Short problem:
List each line in the entries below that contains the word "mind". Case counts.

Dataset rows:
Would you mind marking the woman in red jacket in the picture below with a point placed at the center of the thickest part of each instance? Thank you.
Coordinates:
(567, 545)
---
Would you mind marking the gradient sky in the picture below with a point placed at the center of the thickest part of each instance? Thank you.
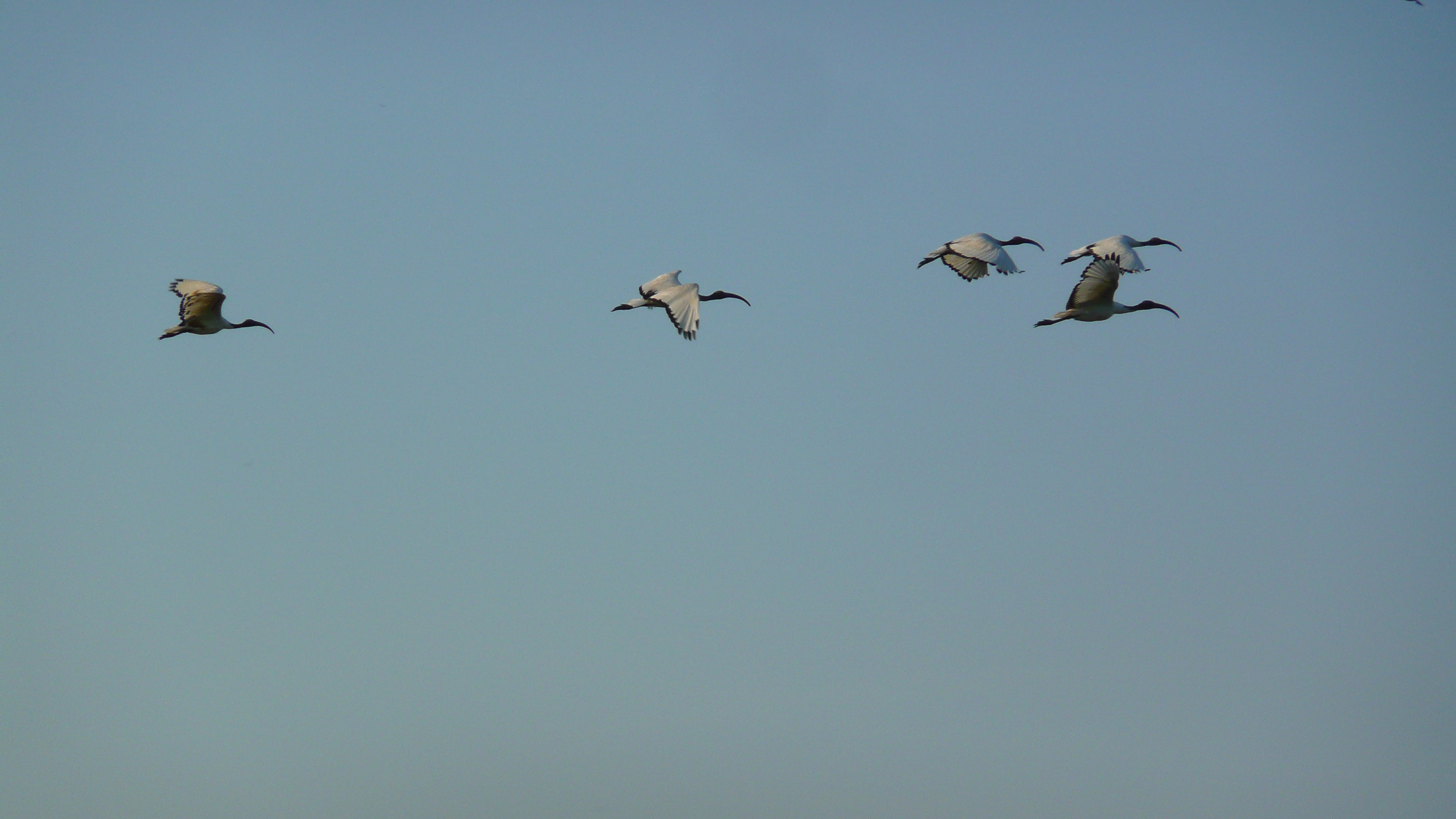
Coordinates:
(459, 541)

Answer for this exercise:
Would you mind marking the woman in red jacket in the picture below with a point placed at the center of the thickest part of each instance? Thank you.
Would you mind marking the gradient sky in the picture below with a point placed at the center of the thickest part of each instance? Thank you.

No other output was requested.